Which lines run from the one containing "Question. Locate the tree" through the end of the entries? Restate them word for word, and only those.

Segment Start: Dataset

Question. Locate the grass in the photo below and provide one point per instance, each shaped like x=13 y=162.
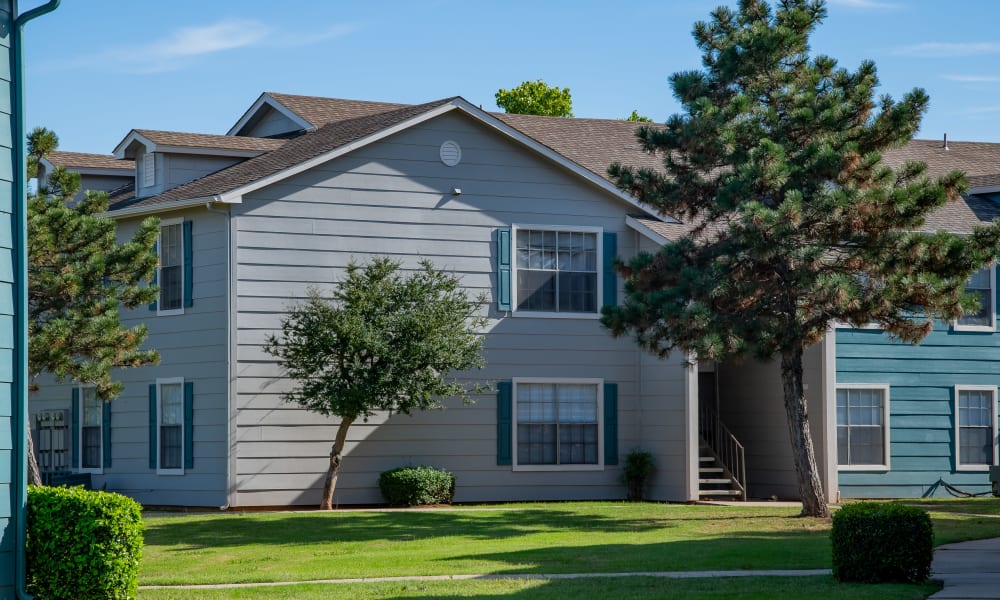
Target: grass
x=592 y=589
x=600 y=537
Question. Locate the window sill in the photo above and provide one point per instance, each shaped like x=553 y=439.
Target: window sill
x=543 y=315
x=866 y=468
x=598 y=467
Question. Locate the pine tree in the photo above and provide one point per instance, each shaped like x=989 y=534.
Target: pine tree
x=796 y=222
x=79 y=276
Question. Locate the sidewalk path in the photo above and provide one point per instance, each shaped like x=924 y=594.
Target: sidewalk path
x=969 y=570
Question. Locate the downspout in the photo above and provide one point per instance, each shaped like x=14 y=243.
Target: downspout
x=20 y=230
x=230 y=350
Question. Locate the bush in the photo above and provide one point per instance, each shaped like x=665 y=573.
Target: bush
x=410 y=486
x=882 y=542
x=638 y=468
x=82 y=544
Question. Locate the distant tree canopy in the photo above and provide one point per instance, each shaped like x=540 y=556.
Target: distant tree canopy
x=536 y=98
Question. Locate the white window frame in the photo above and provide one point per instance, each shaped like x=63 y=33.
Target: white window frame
x=99 y=469
x=159 y=276
x=148 y=170
x=884 y=388
x=599 y=466
x=160 y=382
x=957 y=326
x=513 y=271
x=958 y=428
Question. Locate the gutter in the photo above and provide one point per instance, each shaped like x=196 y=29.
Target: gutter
x=20 y=229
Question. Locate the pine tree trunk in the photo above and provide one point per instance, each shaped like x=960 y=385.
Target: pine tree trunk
x=336 y=456
x=810 y=486
x=34 y=474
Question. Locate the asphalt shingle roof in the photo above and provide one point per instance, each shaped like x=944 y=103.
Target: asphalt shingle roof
x=82 y=160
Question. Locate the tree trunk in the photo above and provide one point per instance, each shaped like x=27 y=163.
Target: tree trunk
x=336 y=456
x=34 y=475
x=810 y=486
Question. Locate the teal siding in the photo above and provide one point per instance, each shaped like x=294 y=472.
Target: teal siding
x=922 y=380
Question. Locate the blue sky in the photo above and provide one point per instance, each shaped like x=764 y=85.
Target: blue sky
x=97 y=68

Segment End: Dataset

**Response for this exercise:**
Question. Locate the tree trunk in the photo above and provide one point per instance, each shaped like x=27 y=163.
Target: tree trunk
x=336 y=456
x=34 y=475
x=810 y=486
Question. Locate the teal siding in the photo above and provide one point per instance, each shaped like x=294 y=472.
Target: teal siding
x=922 y=380
Question. Locate the blue sky in the photo above and provide one point per instance, each shaped like x=764 y=85.
Target: blue sky
x=97 y=68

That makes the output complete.